-- SCHRIFTELIJKE OPDRACHT --
Beantwoord met de tekst hieronder over Diemen in de oorlog deze vragen:
1. Op welke datum kon Diemen zijn binnentrekkende bevrijders toejuichen?
2. Wanneer verscheen Vrij Nederland voor het eerst?
3. Wie deed het drukwerk bij de drukkerij van mevrouw Jeanne de Wild?

-- GEGEVEN TEKST --
● ● ● ● ●

In april 1945 wisten de Engelse, Amerikaanse, Canadese en Russische legers de Duitse verdedigingslinies op heel veel plaatsen te doorbreken. En toen op 5 mei het Duitse leger in Nederland zich overgaf kon Diemen op 8  mei zijn  binnentrekkende bevrijders toejuichen. Overal ging de vlag uit en overal klonk het Wilhelmus!

Verzetskrant in Diemen gedrukt

Verzetskranten als Trouw, Het Parool, De Waarheid en Vrij Nederland spoorden de mensen aan tot verzet. Vrij Nederland begon op 31 augustus 1940 te verschijnen, eerst nog in kleine aantallen op stencil. Vanaf eind 1941 werd het in grote aantallen gedrukt. Eerst in Koudum, Friesland, en vanaf januari 1942 ook in Diemen. Dat gebeurde bij de boekhandel en drukkerij van mevrouw Jeanne de Wild, aan de Ouderkerkerlaan. Haar neef Andries IJsendijk deed het drukwerk. ’s Avonds en ’s nachts liet hij duizenden exemplaren van de pers rollen. Hij deed z’n gevaarlijke werk ‘rustig en zonder veel woorden, alsof het de gewoonste zaak van de wereld was.’ Maar in september 1942 ging het mis. De Duitse politie had argwaan gekregen en bij een inval werd Andries IJsendijk gearresteerd. Tijdens verhoren werd hij zwaar mishandeld, maar toch bleef hij zwijgen zodat de Duitse politie niet te weten kwam met wie hij samengewerkt had. Hij werd ter dood veroordeeld, maar die straf werd toch nog veranderd in tien jaar gevangenis in Duitsland. Hij werd in 1945 bevrijd door het Amerikaanse leger (HKD jrg 11-1, 2001)

● ● ● ● ●

-- RIJEN UIT DATASET --
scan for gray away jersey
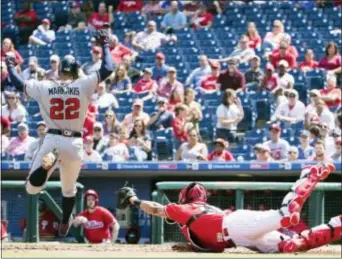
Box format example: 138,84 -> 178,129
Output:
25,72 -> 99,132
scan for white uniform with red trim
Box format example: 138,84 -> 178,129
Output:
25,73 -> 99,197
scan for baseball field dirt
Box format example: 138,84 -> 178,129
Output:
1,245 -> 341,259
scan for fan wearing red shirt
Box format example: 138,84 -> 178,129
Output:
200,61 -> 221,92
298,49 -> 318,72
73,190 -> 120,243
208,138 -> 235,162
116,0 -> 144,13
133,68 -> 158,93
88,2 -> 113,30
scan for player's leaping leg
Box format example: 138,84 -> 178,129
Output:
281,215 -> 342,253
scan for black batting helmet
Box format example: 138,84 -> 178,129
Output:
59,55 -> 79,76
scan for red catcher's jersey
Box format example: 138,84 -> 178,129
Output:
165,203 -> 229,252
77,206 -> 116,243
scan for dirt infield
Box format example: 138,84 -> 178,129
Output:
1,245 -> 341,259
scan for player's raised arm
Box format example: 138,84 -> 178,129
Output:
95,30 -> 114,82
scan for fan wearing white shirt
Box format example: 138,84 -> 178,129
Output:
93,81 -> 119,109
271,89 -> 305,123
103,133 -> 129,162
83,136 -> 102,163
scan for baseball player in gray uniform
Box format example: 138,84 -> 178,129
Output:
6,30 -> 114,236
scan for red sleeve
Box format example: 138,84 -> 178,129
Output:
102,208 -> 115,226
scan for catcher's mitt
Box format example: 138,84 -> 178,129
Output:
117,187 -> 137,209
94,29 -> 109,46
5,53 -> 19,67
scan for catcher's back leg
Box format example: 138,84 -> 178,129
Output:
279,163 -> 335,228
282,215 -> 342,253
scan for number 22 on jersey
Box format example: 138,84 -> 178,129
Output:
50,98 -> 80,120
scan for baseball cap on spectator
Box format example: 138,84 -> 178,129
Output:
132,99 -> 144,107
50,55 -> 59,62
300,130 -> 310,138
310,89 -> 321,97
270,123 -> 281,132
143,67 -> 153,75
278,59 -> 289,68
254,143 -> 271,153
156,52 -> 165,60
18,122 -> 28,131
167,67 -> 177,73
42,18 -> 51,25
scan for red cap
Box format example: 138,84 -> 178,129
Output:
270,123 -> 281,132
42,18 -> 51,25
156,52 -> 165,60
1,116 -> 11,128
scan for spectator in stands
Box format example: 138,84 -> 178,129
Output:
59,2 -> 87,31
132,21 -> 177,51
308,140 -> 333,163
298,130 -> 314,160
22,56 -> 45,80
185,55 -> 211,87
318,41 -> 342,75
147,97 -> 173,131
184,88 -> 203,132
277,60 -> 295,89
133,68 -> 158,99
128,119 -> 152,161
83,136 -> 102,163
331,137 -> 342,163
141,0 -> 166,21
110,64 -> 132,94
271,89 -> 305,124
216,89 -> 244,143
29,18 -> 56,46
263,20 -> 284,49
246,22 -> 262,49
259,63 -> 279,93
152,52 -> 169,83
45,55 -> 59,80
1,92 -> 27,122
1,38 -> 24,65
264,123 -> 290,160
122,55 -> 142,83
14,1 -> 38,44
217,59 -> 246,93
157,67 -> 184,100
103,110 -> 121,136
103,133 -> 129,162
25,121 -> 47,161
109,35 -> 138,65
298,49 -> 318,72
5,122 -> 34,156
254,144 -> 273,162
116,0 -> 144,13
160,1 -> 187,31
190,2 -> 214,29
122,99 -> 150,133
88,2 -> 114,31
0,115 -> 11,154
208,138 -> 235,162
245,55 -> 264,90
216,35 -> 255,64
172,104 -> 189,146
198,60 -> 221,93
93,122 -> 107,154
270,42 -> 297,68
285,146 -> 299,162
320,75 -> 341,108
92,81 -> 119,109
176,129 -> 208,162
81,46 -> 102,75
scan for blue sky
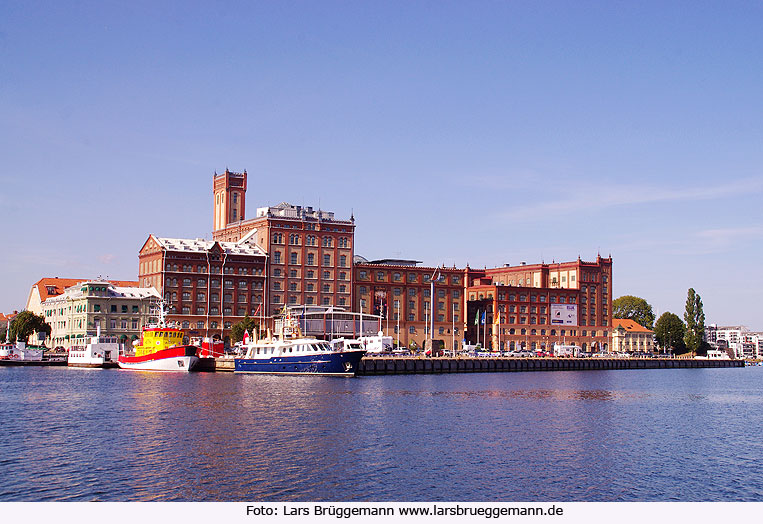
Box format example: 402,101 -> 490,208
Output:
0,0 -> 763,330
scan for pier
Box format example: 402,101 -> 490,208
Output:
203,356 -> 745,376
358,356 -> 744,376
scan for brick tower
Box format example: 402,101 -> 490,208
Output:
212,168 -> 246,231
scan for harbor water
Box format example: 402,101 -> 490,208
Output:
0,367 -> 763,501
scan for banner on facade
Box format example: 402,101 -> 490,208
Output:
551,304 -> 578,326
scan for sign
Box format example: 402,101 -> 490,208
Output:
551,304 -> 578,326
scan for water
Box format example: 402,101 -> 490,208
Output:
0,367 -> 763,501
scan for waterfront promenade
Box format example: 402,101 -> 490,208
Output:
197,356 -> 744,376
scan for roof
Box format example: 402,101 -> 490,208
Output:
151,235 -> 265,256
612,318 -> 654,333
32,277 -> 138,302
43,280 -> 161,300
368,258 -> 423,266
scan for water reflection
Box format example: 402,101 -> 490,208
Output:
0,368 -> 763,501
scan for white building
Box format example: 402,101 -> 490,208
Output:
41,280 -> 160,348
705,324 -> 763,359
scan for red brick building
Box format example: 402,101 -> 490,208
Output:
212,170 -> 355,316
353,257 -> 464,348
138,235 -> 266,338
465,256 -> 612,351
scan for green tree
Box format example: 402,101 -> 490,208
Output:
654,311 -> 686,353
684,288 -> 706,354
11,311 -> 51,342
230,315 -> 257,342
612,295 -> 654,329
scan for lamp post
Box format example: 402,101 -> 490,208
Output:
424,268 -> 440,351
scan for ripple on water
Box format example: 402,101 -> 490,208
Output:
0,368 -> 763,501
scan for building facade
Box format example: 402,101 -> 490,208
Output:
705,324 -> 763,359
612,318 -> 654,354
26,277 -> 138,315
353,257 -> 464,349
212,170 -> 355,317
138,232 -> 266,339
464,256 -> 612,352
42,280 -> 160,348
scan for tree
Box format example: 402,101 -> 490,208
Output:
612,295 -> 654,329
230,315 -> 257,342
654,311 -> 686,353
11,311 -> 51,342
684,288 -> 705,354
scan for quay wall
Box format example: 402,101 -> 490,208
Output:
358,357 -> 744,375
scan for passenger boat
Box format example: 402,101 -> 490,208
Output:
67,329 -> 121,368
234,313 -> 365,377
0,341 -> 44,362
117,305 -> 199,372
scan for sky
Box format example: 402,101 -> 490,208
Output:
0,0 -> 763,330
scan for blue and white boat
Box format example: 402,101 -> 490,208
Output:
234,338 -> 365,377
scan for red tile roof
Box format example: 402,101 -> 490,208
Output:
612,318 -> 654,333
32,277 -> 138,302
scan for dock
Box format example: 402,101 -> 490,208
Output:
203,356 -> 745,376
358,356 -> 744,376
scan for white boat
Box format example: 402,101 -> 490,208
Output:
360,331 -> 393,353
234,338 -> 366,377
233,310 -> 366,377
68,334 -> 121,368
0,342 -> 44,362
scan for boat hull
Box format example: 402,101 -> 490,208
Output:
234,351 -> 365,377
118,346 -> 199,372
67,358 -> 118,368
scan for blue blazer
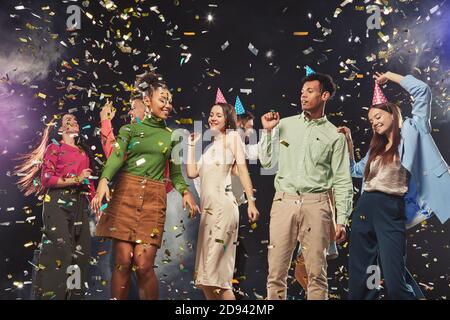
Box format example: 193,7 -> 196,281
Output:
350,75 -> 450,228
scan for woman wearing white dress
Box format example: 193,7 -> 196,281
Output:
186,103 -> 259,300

● ● ● ● ●

-- ANTWOORD OP OEFENING --
1. Op 8 mei.
2. Op 31 augustus 1940.
3. Haar neef Andries IJsendijk.